* PROBLEM DESCRIPTION
Recast the lines from the line containing "outline trumpet bell, every instance" up to and including the line containing "323), (232, 346)]" as a Markdown table. Use two columns, No. for the row number and Line for the line itself, and leave out any blank lines.

Start

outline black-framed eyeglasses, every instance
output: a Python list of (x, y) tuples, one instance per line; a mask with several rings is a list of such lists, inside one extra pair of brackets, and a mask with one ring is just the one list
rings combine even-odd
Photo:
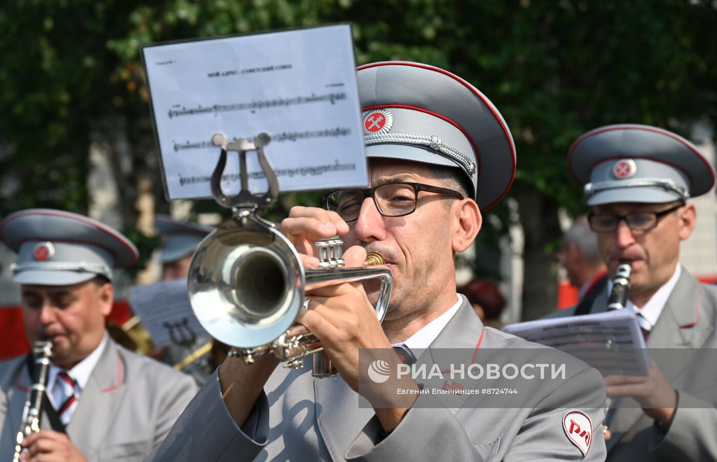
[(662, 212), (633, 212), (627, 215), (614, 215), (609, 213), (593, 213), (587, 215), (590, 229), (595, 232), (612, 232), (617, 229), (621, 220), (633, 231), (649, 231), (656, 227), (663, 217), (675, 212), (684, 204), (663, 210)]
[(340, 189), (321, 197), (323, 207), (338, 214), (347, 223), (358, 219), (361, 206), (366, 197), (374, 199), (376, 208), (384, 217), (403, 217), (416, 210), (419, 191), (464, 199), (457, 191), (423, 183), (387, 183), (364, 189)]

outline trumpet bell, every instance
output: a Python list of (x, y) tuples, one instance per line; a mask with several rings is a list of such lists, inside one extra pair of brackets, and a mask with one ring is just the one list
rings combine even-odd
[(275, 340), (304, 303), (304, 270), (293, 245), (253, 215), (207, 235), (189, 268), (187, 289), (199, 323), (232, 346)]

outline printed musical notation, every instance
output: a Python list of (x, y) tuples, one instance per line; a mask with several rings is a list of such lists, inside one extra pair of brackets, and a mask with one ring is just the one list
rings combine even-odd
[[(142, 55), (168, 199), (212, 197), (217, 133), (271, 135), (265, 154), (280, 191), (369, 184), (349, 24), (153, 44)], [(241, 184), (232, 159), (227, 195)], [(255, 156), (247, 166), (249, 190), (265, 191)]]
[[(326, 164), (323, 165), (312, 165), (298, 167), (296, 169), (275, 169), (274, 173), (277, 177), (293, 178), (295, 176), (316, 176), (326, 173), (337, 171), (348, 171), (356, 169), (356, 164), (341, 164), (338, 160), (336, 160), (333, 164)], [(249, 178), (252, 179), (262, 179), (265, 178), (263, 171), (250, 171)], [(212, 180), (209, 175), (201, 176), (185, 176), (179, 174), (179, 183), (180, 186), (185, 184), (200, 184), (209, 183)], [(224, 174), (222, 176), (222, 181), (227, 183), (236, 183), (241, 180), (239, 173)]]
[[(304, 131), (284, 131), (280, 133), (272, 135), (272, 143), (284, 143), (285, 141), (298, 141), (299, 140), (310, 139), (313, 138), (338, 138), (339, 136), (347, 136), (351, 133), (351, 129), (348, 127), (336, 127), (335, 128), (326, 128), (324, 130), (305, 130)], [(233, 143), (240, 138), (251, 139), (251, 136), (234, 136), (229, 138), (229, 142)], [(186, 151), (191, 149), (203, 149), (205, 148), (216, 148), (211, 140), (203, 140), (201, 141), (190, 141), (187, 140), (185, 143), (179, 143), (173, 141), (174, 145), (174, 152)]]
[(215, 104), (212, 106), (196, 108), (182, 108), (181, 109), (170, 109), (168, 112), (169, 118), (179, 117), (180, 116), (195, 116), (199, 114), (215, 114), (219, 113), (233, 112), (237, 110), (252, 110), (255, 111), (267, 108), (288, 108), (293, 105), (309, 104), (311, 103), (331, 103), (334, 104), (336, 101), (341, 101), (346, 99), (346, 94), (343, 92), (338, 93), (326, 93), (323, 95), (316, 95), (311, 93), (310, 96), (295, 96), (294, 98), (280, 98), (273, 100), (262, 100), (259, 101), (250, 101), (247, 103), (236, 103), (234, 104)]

End
Start

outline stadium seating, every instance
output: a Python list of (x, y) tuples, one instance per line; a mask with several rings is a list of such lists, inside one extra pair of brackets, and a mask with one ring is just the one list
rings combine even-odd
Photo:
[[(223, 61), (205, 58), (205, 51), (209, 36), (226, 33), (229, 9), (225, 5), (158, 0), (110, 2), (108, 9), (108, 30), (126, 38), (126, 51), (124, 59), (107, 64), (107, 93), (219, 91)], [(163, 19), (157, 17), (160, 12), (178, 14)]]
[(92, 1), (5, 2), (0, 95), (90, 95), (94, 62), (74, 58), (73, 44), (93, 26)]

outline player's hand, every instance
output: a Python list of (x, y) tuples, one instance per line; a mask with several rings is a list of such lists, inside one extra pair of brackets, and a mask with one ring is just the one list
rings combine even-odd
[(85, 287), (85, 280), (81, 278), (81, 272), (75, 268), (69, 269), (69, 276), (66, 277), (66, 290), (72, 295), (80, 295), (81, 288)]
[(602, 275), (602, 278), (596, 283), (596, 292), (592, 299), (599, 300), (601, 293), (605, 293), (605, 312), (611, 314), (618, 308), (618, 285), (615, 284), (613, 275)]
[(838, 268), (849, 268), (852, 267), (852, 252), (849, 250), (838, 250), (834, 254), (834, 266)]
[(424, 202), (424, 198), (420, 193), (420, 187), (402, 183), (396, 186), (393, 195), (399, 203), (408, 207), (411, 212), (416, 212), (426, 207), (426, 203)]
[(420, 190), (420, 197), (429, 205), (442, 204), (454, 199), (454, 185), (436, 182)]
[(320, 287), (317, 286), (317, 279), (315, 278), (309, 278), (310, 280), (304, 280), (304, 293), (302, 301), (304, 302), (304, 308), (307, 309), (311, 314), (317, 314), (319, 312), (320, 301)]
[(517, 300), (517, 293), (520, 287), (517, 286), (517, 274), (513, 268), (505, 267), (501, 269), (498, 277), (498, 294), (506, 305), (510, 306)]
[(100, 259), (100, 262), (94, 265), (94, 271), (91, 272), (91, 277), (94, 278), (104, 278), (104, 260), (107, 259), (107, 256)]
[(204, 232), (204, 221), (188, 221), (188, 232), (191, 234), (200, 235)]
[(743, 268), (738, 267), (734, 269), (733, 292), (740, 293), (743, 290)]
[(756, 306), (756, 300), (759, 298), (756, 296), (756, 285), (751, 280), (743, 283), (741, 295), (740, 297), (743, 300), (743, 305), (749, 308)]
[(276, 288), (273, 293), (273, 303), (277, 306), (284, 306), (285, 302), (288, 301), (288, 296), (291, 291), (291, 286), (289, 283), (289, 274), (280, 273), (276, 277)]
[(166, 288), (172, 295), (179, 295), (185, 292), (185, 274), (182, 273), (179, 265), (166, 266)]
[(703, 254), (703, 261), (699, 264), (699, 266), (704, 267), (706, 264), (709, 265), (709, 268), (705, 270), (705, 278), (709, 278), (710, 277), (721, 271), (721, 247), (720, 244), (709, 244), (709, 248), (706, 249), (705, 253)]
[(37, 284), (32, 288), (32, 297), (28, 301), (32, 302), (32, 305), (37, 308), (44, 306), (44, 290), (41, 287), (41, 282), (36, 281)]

End
Start

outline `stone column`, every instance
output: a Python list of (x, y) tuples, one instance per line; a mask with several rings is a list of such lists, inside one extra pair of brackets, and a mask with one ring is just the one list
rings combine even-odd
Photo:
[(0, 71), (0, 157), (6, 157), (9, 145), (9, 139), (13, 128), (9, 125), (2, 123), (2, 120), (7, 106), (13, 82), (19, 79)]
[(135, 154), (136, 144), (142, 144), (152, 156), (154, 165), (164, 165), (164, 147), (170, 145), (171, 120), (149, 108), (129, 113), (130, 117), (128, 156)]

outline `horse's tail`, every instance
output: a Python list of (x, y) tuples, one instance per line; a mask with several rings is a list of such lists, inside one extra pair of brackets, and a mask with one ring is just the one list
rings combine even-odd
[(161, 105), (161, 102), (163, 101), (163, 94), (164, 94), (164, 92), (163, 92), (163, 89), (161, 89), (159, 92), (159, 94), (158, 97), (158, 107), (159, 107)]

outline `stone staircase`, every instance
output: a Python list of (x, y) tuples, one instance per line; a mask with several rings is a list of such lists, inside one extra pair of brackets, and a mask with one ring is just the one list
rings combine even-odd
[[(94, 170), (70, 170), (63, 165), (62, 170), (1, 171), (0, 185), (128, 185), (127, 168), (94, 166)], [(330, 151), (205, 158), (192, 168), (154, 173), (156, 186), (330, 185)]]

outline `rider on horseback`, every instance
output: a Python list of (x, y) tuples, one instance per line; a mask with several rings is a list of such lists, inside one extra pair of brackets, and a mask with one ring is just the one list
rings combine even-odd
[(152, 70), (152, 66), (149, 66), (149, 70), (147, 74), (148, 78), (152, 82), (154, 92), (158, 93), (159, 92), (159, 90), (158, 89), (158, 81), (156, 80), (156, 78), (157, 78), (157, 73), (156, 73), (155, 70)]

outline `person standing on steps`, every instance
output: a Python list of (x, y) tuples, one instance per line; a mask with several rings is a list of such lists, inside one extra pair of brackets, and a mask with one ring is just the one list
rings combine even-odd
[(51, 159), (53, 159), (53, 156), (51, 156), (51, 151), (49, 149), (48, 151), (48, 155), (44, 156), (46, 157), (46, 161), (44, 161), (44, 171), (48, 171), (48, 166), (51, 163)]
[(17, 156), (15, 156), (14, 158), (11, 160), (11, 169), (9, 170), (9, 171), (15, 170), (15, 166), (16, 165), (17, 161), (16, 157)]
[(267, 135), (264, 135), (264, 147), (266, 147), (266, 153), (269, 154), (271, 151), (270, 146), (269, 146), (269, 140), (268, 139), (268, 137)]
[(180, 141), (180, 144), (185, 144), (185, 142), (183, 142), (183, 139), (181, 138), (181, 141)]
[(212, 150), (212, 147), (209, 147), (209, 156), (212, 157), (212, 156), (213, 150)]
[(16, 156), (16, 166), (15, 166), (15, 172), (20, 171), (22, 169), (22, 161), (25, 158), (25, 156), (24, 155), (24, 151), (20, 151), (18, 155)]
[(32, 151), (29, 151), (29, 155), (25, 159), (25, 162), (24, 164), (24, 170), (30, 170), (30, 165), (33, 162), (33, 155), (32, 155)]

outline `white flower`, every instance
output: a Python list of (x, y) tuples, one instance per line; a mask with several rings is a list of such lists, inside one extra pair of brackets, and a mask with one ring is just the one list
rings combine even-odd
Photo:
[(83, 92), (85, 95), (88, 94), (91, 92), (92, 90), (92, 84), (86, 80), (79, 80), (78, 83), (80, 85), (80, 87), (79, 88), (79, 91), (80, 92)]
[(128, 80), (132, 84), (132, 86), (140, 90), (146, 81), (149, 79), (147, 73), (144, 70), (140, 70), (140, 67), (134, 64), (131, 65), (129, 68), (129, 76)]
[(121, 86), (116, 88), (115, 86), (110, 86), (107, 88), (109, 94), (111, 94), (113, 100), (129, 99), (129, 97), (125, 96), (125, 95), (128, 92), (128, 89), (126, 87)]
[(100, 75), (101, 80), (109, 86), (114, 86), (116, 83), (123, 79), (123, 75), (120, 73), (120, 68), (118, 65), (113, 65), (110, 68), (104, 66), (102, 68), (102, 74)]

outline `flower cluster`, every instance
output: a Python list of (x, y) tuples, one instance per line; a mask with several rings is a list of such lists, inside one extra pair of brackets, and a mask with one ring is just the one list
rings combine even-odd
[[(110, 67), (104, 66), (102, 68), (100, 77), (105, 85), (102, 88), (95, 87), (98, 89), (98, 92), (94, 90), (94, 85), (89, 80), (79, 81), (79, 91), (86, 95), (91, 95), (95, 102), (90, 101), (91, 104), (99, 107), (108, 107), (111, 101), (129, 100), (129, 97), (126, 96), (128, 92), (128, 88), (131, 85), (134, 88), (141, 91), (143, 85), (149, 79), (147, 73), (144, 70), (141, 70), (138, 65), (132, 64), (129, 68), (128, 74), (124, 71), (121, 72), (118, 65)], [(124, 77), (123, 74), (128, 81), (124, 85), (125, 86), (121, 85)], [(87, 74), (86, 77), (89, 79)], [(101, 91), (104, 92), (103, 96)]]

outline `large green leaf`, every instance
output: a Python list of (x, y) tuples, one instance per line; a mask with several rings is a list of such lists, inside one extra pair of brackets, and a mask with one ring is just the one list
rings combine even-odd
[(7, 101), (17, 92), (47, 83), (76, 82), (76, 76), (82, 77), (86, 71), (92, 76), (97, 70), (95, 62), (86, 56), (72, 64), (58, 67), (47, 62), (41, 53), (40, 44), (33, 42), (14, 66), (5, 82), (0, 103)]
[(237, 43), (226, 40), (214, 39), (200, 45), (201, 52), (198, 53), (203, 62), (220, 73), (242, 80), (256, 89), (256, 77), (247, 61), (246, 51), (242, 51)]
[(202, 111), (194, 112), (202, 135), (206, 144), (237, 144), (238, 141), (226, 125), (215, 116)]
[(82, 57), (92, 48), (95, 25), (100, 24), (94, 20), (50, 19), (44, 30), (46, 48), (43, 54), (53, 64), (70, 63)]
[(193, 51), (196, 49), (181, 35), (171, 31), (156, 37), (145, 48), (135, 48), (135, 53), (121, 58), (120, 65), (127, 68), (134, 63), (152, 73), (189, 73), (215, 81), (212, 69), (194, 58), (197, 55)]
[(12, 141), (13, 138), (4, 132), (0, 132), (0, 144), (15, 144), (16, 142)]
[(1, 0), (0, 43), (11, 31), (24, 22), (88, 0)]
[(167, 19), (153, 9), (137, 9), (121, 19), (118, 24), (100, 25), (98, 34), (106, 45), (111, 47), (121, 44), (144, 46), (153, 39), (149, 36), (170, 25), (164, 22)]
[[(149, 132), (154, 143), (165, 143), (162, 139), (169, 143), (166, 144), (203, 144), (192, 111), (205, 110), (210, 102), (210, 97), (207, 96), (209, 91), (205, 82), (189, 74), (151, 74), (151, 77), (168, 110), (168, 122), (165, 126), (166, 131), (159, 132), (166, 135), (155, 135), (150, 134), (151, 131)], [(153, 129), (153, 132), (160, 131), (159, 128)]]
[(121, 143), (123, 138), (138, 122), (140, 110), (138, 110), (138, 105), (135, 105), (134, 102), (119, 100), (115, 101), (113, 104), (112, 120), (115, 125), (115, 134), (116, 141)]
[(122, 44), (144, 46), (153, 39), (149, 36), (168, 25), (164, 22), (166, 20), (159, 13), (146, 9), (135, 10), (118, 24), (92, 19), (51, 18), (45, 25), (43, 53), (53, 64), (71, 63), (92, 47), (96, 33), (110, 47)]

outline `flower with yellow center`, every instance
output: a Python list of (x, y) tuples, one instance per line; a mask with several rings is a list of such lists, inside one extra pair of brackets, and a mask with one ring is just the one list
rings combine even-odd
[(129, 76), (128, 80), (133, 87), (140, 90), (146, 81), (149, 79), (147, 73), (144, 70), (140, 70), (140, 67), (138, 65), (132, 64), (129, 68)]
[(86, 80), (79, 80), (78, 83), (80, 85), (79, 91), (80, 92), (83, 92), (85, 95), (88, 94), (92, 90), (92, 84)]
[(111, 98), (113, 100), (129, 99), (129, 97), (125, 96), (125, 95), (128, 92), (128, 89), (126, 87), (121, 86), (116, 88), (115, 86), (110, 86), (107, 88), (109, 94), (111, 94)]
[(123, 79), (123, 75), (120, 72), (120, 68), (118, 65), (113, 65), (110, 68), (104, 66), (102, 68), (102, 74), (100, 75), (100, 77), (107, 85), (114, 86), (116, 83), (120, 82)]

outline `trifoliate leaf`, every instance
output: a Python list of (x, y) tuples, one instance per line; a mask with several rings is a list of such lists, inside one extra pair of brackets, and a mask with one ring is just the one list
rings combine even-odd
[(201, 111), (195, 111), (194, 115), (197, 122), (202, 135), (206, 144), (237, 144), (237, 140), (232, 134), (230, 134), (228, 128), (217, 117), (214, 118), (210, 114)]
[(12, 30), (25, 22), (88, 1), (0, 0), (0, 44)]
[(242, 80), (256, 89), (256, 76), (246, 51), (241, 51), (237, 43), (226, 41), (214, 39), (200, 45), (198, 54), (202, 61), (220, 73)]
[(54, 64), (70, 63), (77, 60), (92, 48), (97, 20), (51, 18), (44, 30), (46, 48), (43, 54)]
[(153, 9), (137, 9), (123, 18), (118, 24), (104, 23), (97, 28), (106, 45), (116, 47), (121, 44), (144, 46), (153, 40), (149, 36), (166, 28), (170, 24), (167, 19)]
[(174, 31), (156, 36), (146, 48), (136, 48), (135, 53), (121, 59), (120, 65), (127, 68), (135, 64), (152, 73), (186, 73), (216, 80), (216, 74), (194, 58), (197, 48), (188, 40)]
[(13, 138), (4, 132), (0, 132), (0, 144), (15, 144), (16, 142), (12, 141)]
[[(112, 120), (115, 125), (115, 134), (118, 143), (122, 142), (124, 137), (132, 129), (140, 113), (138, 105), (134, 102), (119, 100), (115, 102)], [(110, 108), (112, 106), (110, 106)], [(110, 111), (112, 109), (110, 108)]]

End

* SOLUTION TO THIS TASK
| No. | Line |
|---|---|
| 1 | outline trumpet bell, every instance |
| 2 | output: a Python list of (x, y) tuples, one instance per line; a mask with several rings is a list of such lists, inside one extra pair of brackets, and a mask with one ring is just the one list |
| 3 | rings combine even-odd |
| 4 | [(275, 340), (304, 303), (304, 270), (293, 245), (253, 215), (207, 235), (189, 268), (187, 289), (199, 323), (232, 346)] |